Exercise brief> The entries below are to be copied exactly, with every picture left out.

━━━ Supplied material

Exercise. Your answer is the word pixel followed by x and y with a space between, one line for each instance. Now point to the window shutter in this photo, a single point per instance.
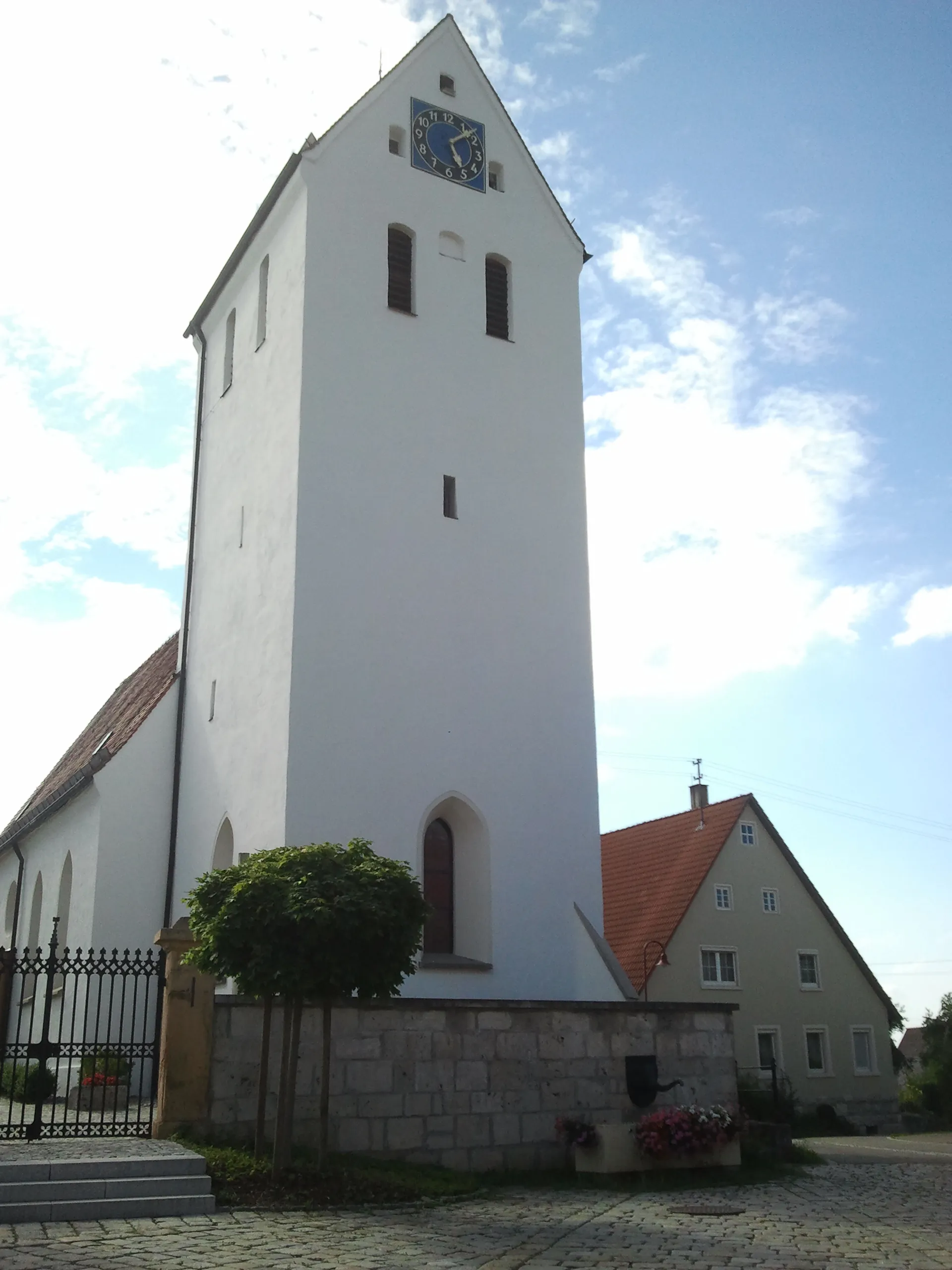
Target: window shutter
pixel 497 299
pixel 400 254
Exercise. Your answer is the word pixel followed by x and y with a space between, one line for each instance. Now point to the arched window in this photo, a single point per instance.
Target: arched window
pixel 9 915
pixel 400 270
pixel 36 912
pixel 497 298
pixel 224 854
pixel 438 887
pixel 62 907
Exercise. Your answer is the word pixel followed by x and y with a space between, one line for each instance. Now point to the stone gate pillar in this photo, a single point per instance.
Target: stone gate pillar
pixel 186 1046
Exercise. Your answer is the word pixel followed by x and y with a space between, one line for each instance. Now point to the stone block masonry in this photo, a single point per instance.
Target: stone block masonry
pixel 470 1083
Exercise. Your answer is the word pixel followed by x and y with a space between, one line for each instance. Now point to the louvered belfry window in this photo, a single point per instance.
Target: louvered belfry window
pixel 438 887
pixel 400 262
pixel 497 299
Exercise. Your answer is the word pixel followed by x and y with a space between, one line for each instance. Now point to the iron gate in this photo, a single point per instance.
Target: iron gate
pixel 79 1042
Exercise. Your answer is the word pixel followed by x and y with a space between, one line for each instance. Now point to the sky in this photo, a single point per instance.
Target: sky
pixel 767 193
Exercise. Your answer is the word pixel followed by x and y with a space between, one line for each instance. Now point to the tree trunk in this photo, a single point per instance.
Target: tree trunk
pixel 263 1078
pixel 325 1086
pixel 282 1153
pixel 293 1079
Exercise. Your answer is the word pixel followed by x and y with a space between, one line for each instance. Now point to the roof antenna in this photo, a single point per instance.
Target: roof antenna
pixel 701 792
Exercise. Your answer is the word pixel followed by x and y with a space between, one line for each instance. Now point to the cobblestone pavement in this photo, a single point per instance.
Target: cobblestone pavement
pixel 839 1216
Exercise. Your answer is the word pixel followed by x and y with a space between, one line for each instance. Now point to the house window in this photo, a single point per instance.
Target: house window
pixel 400 267
pixel 818 1052
pixel 229 352
pixel 717 967
pixel 497 298
pixel 450 498
pixel 769 1047
pixel 809 965
pixel 438 887
pixel 262 303
pixel 864 1052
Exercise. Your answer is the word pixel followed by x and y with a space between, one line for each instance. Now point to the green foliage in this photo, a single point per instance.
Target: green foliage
pixel 314 922
pixel 26 1082
pixel 107 1062
pixel 931 1089
pixel 757 1103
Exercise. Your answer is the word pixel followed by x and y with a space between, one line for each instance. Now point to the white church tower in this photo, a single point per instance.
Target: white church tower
pixel 388 614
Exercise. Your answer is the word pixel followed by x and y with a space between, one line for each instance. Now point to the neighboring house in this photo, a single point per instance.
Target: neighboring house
pixel 719 890
pixel 386 623
pixel 91 844
pixel 912 1051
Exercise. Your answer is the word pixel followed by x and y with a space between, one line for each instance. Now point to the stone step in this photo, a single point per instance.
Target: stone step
pixel 101 1166
pixel 105 1188
pixel 101 1209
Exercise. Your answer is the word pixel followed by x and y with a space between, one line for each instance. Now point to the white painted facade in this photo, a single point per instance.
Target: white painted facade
pixel 376 663
pixel 115 835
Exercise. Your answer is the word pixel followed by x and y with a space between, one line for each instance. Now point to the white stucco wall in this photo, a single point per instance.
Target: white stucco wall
pixel 135 799
pixel 243 593
pixel 437 657
pixel 74 829
pixel 769 991
pixel 433 662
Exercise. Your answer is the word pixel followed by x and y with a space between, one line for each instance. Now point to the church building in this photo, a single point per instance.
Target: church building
pixel 386 614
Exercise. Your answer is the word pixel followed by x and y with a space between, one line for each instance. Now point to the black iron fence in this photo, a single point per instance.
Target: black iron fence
pixel 79 1042
pixel 766 1092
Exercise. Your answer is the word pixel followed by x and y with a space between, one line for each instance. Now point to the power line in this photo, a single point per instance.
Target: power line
pixel 834 798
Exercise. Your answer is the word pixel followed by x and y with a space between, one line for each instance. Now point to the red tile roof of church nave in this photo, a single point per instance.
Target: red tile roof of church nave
pixel 651 874
pixel 107 732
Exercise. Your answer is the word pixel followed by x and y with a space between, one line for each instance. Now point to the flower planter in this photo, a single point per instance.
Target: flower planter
pixel 617 1152
pixel 99 1098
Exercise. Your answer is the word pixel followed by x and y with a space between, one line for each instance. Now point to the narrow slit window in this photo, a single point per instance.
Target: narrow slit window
pixel 400 267
pixel 497 299
pixel 229 352
pixel 438 887
pixel 262 303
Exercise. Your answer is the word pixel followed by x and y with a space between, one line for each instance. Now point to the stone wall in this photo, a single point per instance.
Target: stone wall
pixel 470 1083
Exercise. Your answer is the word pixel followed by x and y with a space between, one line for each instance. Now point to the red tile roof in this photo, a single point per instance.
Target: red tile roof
pixel 105 736
pixel 651 874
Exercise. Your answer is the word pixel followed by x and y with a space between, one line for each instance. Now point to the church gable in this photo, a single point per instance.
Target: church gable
pixel 103 737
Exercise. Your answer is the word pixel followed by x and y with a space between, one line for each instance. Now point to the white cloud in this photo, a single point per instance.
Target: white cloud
pixel 617 71
pixel 711 570
pixel 59 674
pixel 928 615
pixel 570 21
pixel 792 216
pixel 801 329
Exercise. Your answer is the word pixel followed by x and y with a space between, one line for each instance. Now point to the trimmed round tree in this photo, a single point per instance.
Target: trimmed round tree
pixel 319 924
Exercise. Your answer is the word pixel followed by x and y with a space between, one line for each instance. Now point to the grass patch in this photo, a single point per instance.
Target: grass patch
pixel 241 1182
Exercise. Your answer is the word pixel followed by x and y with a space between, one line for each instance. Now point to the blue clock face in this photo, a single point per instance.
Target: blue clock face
pixel 447 145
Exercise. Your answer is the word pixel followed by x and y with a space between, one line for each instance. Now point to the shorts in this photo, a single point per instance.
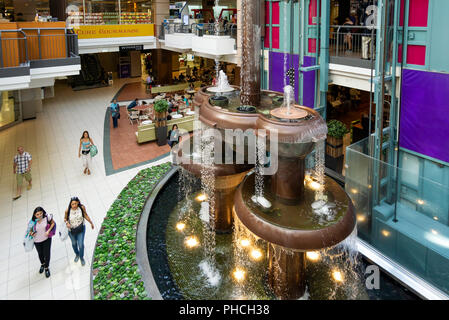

━━━━━━

Your response>
Exercise. Your answer is the word pixel followed by x and y with a space between, one line for each instance. Now point to the window shutter in this photo, a single point per instance.
Target: window shutter
pixel 497 299
pixel 400 254
Exercise. Your answer is the word pixel followed by x and y with a space between, one line for each instance. Now point to the arched window in this photo, a single point per instance.
Target: arched window
pixel 9 915
pixel 400 270
pixel 36 912
pixel 497 298
pixel 224 854
pixel 438 887
pixel 62 907
Exercise. Your answer is the word pixel followed by x and y with a space between, one line for each instance. Now point to the stone gate pillar in this photo, a single point per instance.
Target: stone gate pillar
pixel 186 1046
Exercise. Your answer is the word pixel followed by x and y with a space between, one line for each instance. Now point to the stone block masonry in this photo, a single point per instance.
Target: stone block masonry
pixel 470 1083
Exercise. Your answer is the word pixel followed by x and y with a space between, one line for each instance. Now point to the louvered belfry window in this photo, a single point per instance.
Target: louvered belfry window
pixel 438 887
pixel 400 262
pixel 497 299
Exercise. Your answer is the word pixel followed by x and y with a space between, one line for each instance. Now point to the iron gate in this photo, a single point per instance.
Target: iron gate
pixel 79 1042
Exercise. Your answer is the word pixel followed by x and y with a space between, one line for each instance. Now point to the sky in this photo, a single point per instance.
Target: sky
pixel 767 193
Exercise. Your answer is the word pixel followed by x and y with a space between, one line for each instance. Now point to the tree trunk in this photo, a single point per instance.
Target: tree trunk
pixel 263 1078
pixel 325 1086
pixel 282 1153
pixel 293 1079
Exercise. Your answer is the word pixel followed by x and y with a space between, one line for each instance. Now point to the roof antenna in this photo, a single point per instance.
Target: roof antenna
pixel 701 792
Exercise. Your answer is the word pixel followed by x and y with a space between, one line for each instance. Now point to the cobblestone pavement in this photo, a single point per instance.
Target: cobblestone pavement
pixel 839 1216
Exercise. Your answer is the word pixel followed by x and y with a space between, one line for each instance. Now point to the house window in this photo, a single point per instance.
Target: house window
pixel 400 267
pixel 818 1052
pixel 229 352
pixel 717 967
pixel 497 298
pixel 450 498
pixel 769 1047
pixel 809 965
pixel 438 887
pixel 262 303
pixel 864 1052
Exercise. Your answer is the word pixel followed by x and y with a space between, one line for each instance. Now point to the green foliage in this photo, a single point per instance.
Target: green foliage
pixel 314 922
pixel 26 1082
pixel 107 1062
pixel 931 1089
pixel 757 1103
Exercise. Your answer is the word pixel followed by x and y with a space between, one line for each instance. Now point to the white church tower in this photo, a single point per instance.
Target: white church tower
pixel 388 614
Exercise. Your answer is the word pixel followed by x and y with a space between, one line for each instance. Now point to the neighboring house in this photo, a single point per instance.
Target: neighboring house
pixel 719 890
pixel 386 623
pixel 91 844
pixel 912 1051
Exercise. Your answer is the word pixel followed by x and y with a space between, one line for each instance. Now point to the stone step in this photo, a single point per instance.
Target: stone step
pixel 101 1166
pixel 105 1188
pixel 101 1209
Exercise. Your answer is the word pixel followed by x and y with a space between, one line for each instance. Now point to the white painted facade in this photo, a single point per instance.
Target: white painted facade
pixel 376 663
pixel 115 835
Exercise. Your answer is the word pixel followed by x and y with a space between, one line for each instance. Now point to the white stucco wall in this photo, a single point per instance.
Target: white stucco wall
pixel 135 799
pixel 243 593
pixel 437 657
pixel 74 829
pixel 769 991
pixel 433 662
Exercise. Your answer is the word pixel followed by x and y with a space between, one line for each instance. Now point to the church building in this photo, a single point per instance.
Target: church building
pixel 386 614
Exercise. Your answer is the word pixel followed by x and y with a space between, one line for each instance. Now point to the black iron fence in this photo, a single point per instance.
Target: black iron fence
pixel 79 1042
pixel 766 1092
Exercise. Your answer is the word pixel followed by x and y with a space between, one line for each instance. Now point to the power line in this photo, a single point per instance.
Target: power line
pixel 834 798
Exercise. Your answer is the word pixel followed by x and y with a space between, one line for each instance. Now point to the red tile roof of church nave in this photo, a single point per instance.
Target: red tile roof of church nave
pixel 651 874
pixel 107 732
Exercise. Your answer is the word pixel followed by x and y with a space between, one line for each instance. Now point to the flower planter in this photo, a single point per instance.
Target: flower planter
pixel 617 1152
pixel 99 1098
Exercise. Your answer is the word pixel followed by x and y with a space between, one line for each instance. Now point to the narrow slit window in this photo, a single point per instance.
Target: narrow slit window
pixel 400 267
pixel 497 299
pixel 229 352
pixel 438 887
pixel 262 303
Exercise. Your answer is the word pixel followed by x and y with a space between, one line for each instance. Now point to the stone wall in this photo, a single point per instance.
Target: stone wall
pixel 470 1083
Exercise. Your answer is the word pixel followed by x and y with a space between, one line for each instance. Now point to the red tile roof in this photo, a single point per instance.
Target: red tile roof
pixel 105 736
pixel 651 874
Exercise. Your answer is the word pixel followed by x and y with a space between, one line for each instance. Now point to the church gable in this photo, a single point per instance.
Target: church gable
pixel 103 737
Exercise. Your answer is the word pixel followed by x and y with a space between, one line for each instance. Now point to the white cloud in this photo, a single point per instance.
Target: white cloud
pixel 617 71
pixel 711 570
pixel 59 674
pixel 928 615
pixel 570 21
pixel 792 216
pixel 801 329
Exercise. Your answer is the word pixel followed by x and y with a space between, one line for each instance. Now point to the trimmed round tree in this photo, a single point per instance.
Target: trimmed round tree
pixel 319 924
Exercise. Your answer is the word pixel followed by x and y with a space between, one line for each instance. Now point to the grass patch in this photo, a single point per instance.
Target: grass patch
pixel 241 1182
Exercise. Your answer is the word pixel followed by x and y with a space between, one line for each instance. Now point to the blue clock face in this photo, a single point per instance.
Target: blue clock face
pixel 447 145
Exercise. Your answer is the word pixel followed by x and y with a space between, one line for each instance. Now point to the shorts in this photo, a single point per instance.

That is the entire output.